# EXERCISE TASK
Quote the records below in full, exactly as given, with the images taken out.

* begin RECORDED DATA *

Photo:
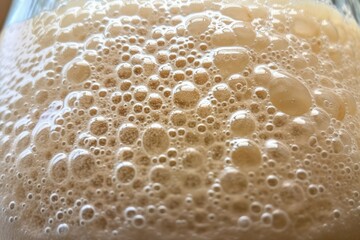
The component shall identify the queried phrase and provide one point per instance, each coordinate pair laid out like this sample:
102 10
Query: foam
180 119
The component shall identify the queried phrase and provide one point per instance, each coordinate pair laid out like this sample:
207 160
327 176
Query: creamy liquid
180 120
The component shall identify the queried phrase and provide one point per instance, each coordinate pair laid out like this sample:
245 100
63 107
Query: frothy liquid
181 120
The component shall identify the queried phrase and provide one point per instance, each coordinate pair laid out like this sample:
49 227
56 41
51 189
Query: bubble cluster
180 120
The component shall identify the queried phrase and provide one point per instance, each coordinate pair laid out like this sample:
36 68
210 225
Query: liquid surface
180 120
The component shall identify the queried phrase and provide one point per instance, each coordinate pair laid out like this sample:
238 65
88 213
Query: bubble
155 101
62 229
178 118
25 160
266 219
313 190
130 212
301 128
289 95
82 164
223 37
78 72
197 24
200 76
245 153
125 154
280 220
87 213
125 172
321 118
58 168
204 108
140 93
272 181
237 83
262 75
291 193
186 95
301 174
277 151
191 180
233 182
86 99
155 139
330 102
221 92
191 158
124 71
242 123
230 60
98 126
138 221
128 133
244 223
160 174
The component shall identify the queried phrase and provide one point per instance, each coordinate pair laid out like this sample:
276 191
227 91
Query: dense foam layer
177 120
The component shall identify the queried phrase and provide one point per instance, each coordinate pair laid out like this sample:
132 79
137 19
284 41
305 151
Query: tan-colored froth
180 120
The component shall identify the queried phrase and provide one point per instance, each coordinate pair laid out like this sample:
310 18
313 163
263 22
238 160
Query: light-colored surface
4 6
184 120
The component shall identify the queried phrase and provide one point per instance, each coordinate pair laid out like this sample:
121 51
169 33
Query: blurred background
4 7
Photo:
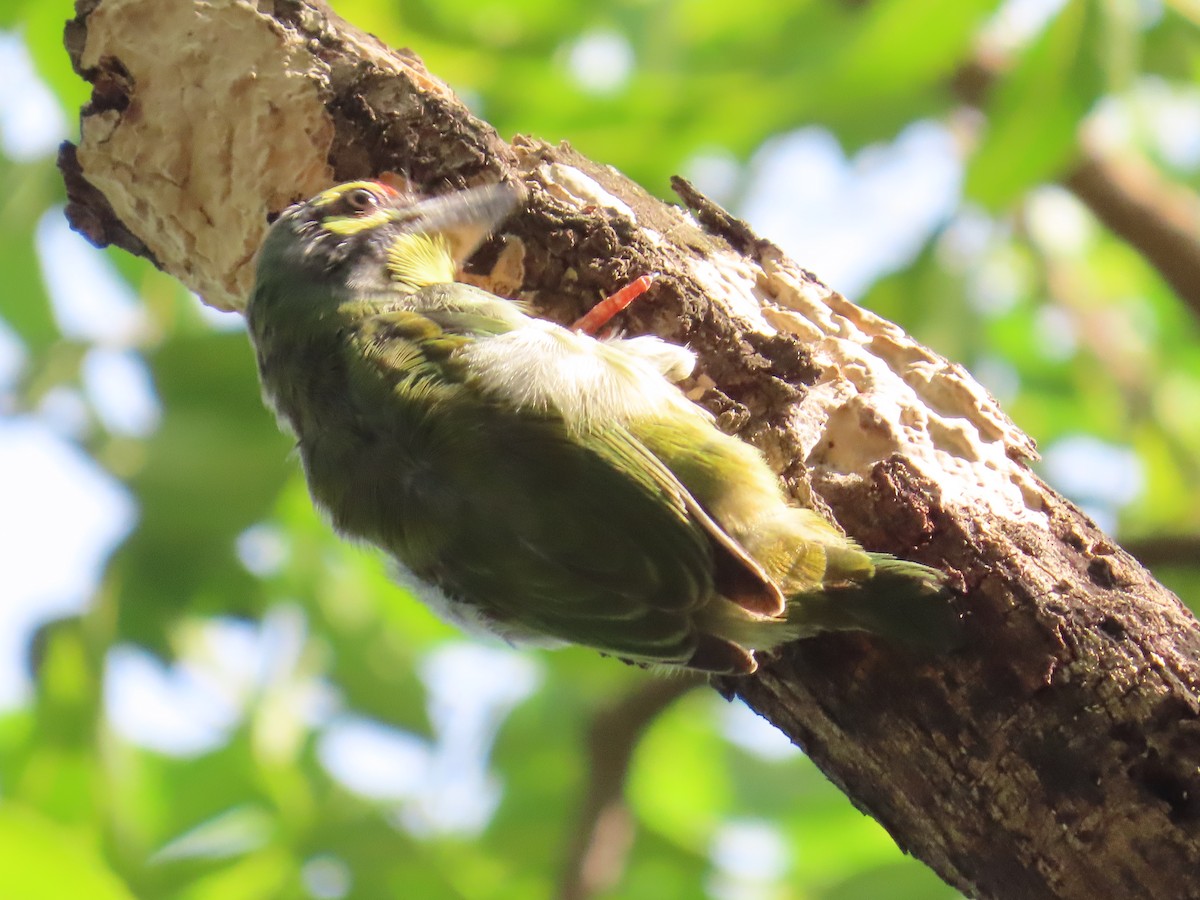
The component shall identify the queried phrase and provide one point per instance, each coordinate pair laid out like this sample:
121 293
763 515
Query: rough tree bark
1057 755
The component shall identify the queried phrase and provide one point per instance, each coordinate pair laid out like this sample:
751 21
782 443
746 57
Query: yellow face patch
353 225
354 207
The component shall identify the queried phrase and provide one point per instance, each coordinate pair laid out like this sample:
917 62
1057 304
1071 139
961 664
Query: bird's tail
903 601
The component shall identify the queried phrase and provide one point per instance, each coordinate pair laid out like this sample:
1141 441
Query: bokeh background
204 694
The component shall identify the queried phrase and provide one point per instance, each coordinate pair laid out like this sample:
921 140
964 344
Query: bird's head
371 237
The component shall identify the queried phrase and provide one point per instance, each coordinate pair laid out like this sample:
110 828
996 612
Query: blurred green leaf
47 862
215 467
1033 112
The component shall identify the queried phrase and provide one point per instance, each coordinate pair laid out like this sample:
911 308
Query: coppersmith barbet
533 479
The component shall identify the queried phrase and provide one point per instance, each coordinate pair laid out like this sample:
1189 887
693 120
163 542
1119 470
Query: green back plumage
540 481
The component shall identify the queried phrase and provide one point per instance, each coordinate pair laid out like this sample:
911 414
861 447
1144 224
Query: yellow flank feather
420 259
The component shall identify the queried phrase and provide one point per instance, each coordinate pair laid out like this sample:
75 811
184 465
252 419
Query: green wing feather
586 535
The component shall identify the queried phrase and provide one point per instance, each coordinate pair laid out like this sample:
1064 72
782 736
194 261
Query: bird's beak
465 217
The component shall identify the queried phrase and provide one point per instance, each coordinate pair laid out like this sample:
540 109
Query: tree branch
1055 756
604 833
1167 550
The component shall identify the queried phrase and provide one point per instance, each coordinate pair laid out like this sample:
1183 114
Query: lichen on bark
1056 755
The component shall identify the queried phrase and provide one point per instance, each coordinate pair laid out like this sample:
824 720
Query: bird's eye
360 199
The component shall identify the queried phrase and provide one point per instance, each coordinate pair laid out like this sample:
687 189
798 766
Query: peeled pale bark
1056 755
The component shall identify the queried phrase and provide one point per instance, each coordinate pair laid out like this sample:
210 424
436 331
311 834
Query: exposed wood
1057 755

* end RECORDED DATA *

# FULL SOLUTION
Photo:
The component shall identify the queried phrase and provide one point per instance, each coordinate pair laid out like this sample:
102 10
Query: foam
180 119
The component shall identify the queried phrase and provide one point per instance, each coordinate pair laid out like this sample:
207 160
327 176
Query: creamy liquid
180 120
The component shall identify the queried phrase and provide one point per instance, each coordinate pair laid out like this sample:
245 100
63 107
Query: frothy liquid
181 120
The component shall identify the queried phrase and provide one point per instance, each coordinate pair laid out like this sample:
49 227
56 41
51 189
Query: bubble cluster
180 120
The component shall identify the queried phrase and provide one point per instance, each coordinate pair laid out like this sample:
36 68
210 225
Query: liquid surface
180 120
The component shall identify the queried phrase and provide one point per instance, each coordinate pair laid out like this sample:
238 65
88 213
Query: bubble
155 101
62 229
178 118
25 160
266 219
313 190
130 212
301 128
289 95
82 164
223 37
78 72
197 24
200 76
245 153
125 154
280 220
87 213
125 172
321 118
58 168
204 108
140 93
272 181
237 83
262 75
291 193
186 95
301 174
277 151
191 180
233 182
86 99
155 139
330 102
221 92
191 158
124 71
242 123
230 60
98 126
138 221
128 133
244 223
160 174
The component shall identify the queried phrase and provide one point per instance, each coordinate pair laid out like this sample:
276 191
227 91
Query: dense foam layer
177 120
The component shall identify the queried phrase and provide one point per instance, each coordinate pair laid out like this sample:
132 79
137 19
284 41
305 151
Query: tan-colored froth
180 120
The component shall identify the queried phrase and provide one point per instance, each coordinate pair laid out like this sample:
310 18
313 163
263 22
238 160
Query: light-colored surface
4 6
184 120
The component shall identify the queried phrase and provide one point per instance, each coordinate pair laid out like this sample:
121 51
169 33
Query: blurred background
4 7
Photo:
The component shall identify the queried phrase and provide one point per instance, each coordinate pair laid out like this sample:
121 293
763 515
Query: rough tree bark
1057 755
The component shall identify the queried phrase and provide one point per instance, each coordinate pair laid out like this sample:
751 21
782 443
746 57
Query: yellow face patch
353 225
354 207
The component shall identify the queried phrase and provide one point per instance, each coordinate pair laid out like this sample:
917 62
1057 304
1071 139
961 664
Query: bird's tail
903 601
The component shall identify the queried phrase and provide one point per instance, each coordinate pair laid out like this sample:
1141 441
Query: bokeh background
204 694
The component shall identify the queried phrase and provide one point per instance, each coordinate pair laid out like this sample:
921 140
964 344
Query: bird's head
371 237
The component shall identify the queried phrase and provide one point per instance, each coordinate pair laid out like this sample:
110 828
996 612
Query: blurred green leaf
47 862
215 467
1033 112
The component shall identify the queried phrase and provide one point per instance, each coordinate pair laid out like this sample:
911 308
Query: coppersmith barbet
533 479
The component shall identify the queried phrase and provide one point per instance, each coordinate pair laid out like this sample:
1189 887
693 120
163 542
1119 470
Query: green back plumage
540 481
The component shall identify the queried phrase and provide one point per instance, each coordinate pair laid out like this sample:
911 414
861 447
1144 224
Query: yellow flank feather
420 259
The component shall identify the queried phrase and provide one point per instance, each coordinate pair laid out like this sample:
75 811
184 465
252 419
Query: green wing feather
586 535
The component shall identify the queried phrase and provide one point per instance, each coordinate pair laid out like this sample:
1064 72
782 736
194 261
Query: bird's beak
465 217
The component shall identify the queried phrase and provide one point per instance, each coordinate pair laid out like this sample:
540 109
Query: tree branch
1055 756
604 833
1167 550
The component shall identify the queried phrase and provide one point per instance, each coordinate pair laid out like this sample:
1183 114
Query: lichen on bark
1056 755
The component shall identify the queried phrase and provide one point per instance, each coordinate pair laid out like this sample:
824 720
Query: bird's eye
360 199
The component shall identify the queried phrase and provide one point per instance, each coordinate pair laid out like this sample:
687 189
798 766
Query: peeled pale bark
1056 755
The component shall identify the queried phrase and provide one point per instance, each coordinate pair laid out like this sample:
210 424
436 331
311 834
Query: exposed wood
1057 755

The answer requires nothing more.